■ WHAT YOU ARE ASKED TO DO
Copy the stretch of the records from the line containing "For the benchmark, mark every instance of the bamboo foliage" through the end of the records, including both ends.

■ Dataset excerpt
..........

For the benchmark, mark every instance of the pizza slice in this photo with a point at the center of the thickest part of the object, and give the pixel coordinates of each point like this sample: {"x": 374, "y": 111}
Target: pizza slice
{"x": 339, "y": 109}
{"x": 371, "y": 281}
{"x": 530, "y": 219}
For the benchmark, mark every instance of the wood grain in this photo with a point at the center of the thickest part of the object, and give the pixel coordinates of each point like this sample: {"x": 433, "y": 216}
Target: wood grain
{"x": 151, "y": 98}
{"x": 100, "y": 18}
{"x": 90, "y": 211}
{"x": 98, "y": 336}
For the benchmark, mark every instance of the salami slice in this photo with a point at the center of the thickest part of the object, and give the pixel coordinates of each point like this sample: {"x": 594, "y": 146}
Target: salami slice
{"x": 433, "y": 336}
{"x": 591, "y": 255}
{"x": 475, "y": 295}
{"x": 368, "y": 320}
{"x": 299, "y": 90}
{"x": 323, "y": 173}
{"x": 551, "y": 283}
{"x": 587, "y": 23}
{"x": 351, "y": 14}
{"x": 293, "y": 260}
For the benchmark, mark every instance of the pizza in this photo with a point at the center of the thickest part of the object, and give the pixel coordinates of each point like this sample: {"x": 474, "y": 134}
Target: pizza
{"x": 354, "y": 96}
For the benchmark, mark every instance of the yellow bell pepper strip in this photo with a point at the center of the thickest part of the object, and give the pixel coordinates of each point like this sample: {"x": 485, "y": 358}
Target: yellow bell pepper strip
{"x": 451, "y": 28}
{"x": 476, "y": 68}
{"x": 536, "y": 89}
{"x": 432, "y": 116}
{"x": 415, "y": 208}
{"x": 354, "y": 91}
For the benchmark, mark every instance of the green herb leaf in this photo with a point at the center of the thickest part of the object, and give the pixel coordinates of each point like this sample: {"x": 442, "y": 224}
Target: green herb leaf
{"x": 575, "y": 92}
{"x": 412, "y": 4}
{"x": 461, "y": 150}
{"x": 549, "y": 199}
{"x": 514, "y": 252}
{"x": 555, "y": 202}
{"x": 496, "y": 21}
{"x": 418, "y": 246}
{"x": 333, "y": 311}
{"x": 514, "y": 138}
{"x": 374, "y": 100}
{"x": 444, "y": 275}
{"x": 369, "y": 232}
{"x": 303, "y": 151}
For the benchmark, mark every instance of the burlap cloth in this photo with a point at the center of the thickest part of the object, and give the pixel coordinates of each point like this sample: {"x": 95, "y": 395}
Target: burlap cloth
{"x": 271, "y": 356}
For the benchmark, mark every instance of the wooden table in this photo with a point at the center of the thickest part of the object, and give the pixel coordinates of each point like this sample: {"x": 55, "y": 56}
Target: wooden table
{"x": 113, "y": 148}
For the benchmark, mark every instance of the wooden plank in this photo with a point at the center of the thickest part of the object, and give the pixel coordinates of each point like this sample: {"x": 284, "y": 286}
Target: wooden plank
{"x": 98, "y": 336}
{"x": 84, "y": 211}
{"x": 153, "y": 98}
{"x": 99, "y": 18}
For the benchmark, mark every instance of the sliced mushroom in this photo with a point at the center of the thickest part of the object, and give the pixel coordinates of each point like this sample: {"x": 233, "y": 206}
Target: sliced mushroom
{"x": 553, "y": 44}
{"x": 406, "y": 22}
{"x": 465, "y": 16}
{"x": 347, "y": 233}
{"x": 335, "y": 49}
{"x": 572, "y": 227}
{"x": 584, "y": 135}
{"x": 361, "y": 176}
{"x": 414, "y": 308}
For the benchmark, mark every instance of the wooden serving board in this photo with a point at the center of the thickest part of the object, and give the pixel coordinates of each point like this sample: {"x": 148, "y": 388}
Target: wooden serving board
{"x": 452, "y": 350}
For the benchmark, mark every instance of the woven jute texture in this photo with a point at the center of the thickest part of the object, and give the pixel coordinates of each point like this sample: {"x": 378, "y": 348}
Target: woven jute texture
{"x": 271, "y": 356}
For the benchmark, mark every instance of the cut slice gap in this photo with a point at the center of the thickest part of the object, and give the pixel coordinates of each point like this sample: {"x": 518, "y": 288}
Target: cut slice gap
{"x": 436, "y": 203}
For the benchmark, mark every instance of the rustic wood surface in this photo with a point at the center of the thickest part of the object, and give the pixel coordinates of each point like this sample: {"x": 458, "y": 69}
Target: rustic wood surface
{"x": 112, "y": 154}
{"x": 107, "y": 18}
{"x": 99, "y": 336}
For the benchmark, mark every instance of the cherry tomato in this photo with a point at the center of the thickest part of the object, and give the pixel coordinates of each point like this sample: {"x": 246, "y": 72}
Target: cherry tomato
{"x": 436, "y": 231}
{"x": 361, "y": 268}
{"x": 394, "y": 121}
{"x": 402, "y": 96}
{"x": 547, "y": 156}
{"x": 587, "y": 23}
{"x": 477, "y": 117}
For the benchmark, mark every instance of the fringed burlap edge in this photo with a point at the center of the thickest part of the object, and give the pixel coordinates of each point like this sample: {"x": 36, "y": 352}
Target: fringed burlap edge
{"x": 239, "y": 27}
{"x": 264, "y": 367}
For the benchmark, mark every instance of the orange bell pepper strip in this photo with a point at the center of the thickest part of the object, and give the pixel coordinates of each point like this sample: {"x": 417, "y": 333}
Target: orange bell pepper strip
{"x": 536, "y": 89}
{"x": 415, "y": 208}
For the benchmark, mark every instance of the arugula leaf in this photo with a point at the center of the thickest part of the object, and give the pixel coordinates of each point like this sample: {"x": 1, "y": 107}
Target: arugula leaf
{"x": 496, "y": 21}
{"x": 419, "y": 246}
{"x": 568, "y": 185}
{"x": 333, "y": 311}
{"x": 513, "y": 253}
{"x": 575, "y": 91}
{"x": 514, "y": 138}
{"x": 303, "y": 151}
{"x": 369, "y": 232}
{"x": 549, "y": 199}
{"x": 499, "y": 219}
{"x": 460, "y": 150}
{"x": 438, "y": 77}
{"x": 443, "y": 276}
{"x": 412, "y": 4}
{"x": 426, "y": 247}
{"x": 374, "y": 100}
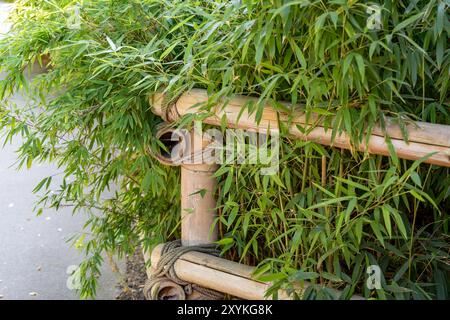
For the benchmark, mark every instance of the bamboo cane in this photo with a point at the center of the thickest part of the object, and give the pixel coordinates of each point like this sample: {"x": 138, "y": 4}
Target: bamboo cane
{"x": 225, "y": 276}
{"x": 424, "y": 138}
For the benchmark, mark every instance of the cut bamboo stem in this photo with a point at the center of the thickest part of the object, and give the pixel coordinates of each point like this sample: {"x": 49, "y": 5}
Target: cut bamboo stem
{"x": 225, "y": 276}
{"x": 424, "y": 138}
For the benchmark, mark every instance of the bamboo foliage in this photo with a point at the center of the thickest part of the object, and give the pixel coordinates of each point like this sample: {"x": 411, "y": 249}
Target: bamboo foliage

..........

■ PROBLEM SOLUTION
For the benchmark, mark every instance of the bamboo foliage in this photo with a point at the center of the thickest part of the object, and give the pixel coordinates of each point like this sample: {"x": 411, "y": 249}
Target: bamboo foliage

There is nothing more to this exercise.